Object pointing dataset rows
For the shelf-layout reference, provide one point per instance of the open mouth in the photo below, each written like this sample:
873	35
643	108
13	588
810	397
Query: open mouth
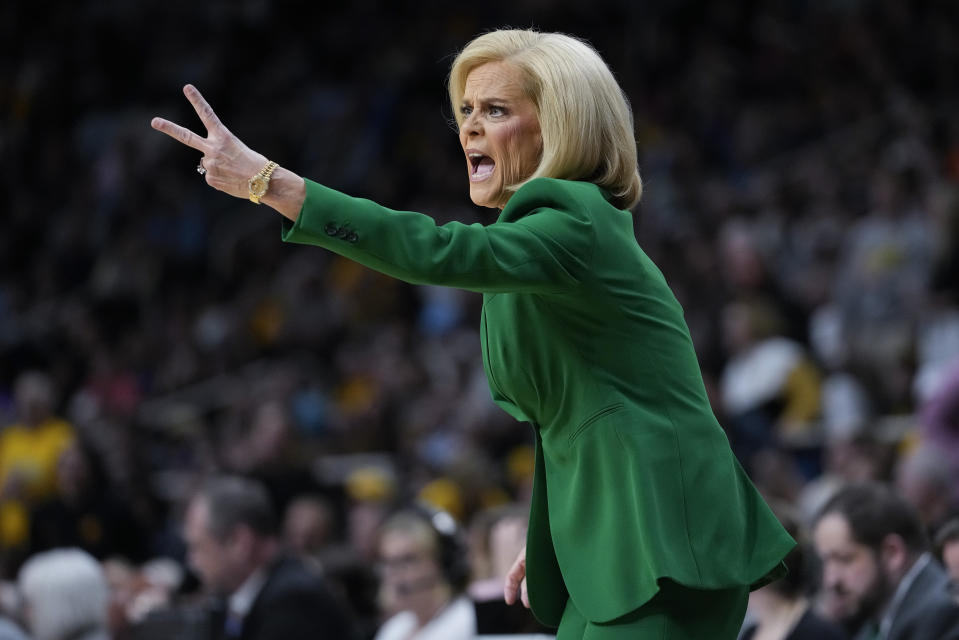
481	166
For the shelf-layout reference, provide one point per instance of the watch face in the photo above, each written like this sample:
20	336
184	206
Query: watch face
258	185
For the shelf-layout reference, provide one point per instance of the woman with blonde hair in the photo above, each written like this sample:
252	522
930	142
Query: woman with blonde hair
642	523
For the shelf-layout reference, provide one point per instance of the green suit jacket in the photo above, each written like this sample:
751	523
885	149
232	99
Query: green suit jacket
581	336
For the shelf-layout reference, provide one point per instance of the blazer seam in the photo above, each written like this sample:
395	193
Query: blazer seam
682	477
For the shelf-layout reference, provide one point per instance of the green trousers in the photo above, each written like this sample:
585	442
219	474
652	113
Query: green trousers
675	613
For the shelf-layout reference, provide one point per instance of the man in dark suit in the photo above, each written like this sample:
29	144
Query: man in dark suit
231	535
879	578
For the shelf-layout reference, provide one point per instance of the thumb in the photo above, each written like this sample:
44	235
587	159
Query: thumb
515	577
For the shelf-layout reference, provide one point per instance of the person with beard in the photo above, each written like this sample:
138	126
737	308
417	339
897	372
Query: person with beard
233	546
879	578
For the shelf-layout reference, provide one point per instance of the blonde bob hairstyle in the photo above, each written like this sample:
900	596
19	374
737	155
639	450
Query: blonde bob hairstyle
584	117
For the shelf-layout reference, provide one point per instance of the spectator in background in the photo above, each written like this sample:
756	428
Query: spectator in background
30	450
947	550
496	536
84	513
65	596
231	534
879	579
769	386
309	527
782	610
923	477
424	571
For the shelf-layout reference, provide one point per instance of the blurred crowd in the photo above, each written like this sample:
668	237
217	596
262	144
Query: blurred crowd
801	168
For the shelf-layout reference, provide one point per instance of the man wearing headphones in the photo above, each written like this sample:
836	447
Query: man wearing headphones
423	570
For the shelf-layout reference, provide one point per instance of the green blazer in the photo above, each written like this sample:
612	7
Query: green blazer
581	336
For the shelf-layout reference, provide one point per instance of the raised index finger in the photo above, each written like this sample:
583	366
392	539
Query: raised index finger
202	107
182	134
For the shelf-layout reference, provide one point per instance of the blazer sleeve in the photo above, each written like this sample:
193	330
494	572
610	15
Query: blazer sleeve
545	250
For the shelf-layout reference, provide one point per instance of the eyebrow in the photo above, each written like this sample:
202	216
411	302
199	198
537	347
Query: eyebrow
466	102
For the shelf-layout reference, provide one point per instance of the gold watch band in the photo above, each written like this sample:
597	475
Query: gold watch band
259	183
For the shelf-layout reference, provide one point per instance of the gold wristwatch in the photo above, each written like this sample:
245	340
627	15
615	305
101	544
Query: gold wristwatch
261	182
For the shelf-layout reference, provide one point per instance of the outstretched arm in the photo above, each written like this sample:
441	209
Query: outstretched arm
229	163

- _WORK INSTRUCTIONS_:
Set down the material exactly, every line of it, except for the pictures.

- _THE SOLUTION_:
For the shelf-layout reference, provide one point per instance of the open mouth in the photo below, each written like this sample:
873	35
643	108
13	588
810	397
Query: open mouth
481	166
For the shelf-layout reference, provide one point per instance of the watch face in the photo above, each written like this sample:
20	336
184	206
Query: watch face
258	185
For the shelf-layout reference, provide one point per instance of the woman with blonde hair in the photo above, each written like this sample:
252	522
930	142
Query: woman with blonde hair
642	523
For the shelf-layout reference, provide one point per instance of the green suit jacket in the photo above, each written like this sample:
751	523
885	149
232	99
Query: green suit jacket
581	336
For the shelf-layout reference, provide one point per instance of the blazer seam in the photo above, each written like this sample:
395	193
Query: blazer seam
682	477
For the shelf-layout reference, provide one point per instance of the green trousers in the photo above, each written like this sample:
585	442
219	474
652	113
Query: green trousers
675	613
For the shelf-layout reference, provide one point per instance of the man in dark suit in the photo above, each written like this sample:
29	144
Query: man in dark suit
231	535
879	578
For the shelf-layout reference, provide one point per instance of the thumb in the photo above, each written like this sample:
44	235
587	159
Query: thumb
515	577
For the shelf-layout reference, provide one point per instance of the person with beard in the photo above, each written like this sample:
138	126
737	308
417	339
897	372
Query: person with beard
233	546
879	578
For the shelf-layout reference, provide one point per instance of the blonde bob hairstyle in the photo above, each written like this sample:
900	596
19	374
737	155
639	450
Query: blonde bob hairstyle
584	117
For the shelf-layout reference, provide one point per instance of the spectator in background in the photo above, each written like this sample:
756	428
Query: spectator in background
30	450
947	550
496	536
84	513
65	596
231	534
879	579
769	386
309	527
782	610
923	477
424	571
For the shelf-layout reference, provide one point per instance of the blurred crowd in the photo above, each written like this sample:
668	237
217	596
262	144
Query: blurred crowd
801	168
For the shelf-layout reference, provide one point per instance of the man wearing headphones in the photo above, each written like this sample:
836	447
Query: man wearing headphones
423	570
For the shelf-layout reference, provide one point per instance of the green blazer in the photo above, each written like this sample:
612	7
Query: green blazer
581	336
For the shelf-layout reference, provide one point per instance of the raised index finger in the photo above, each written like this sample:
583	366
392	539
Query: raised index finger
202	107
182	134
For the shelf-layout reference, provide one point per instance of the blazer sleeve in the photo above, each written like this sample:
193	330
494	572
610	15
Query: blazer sleeve
545	250
For the shelf-layout reference, provide one point per instance of the eyebrow in the photo above, each written like this sample:
202	216
411	302
199	198
537	347
Query: eyebrow
466	102
For the shelf-layout reference, provide one point per instance of the gold watch band in the photo above, each written like this sample:
597	475
Query: gold watch band
259	183
For the shelf-layout reference, provide one point per instance of the gold wristwatch in the photo above, each written like this sample:
245	340
627	15
615	305
101	544
Query: gold wristwatch
261	182
For the shelf-layout reference, provide one point per instance of the outstretched arm in the photo above, each written like this sample:
441	209
Query: outstretched arm
229	163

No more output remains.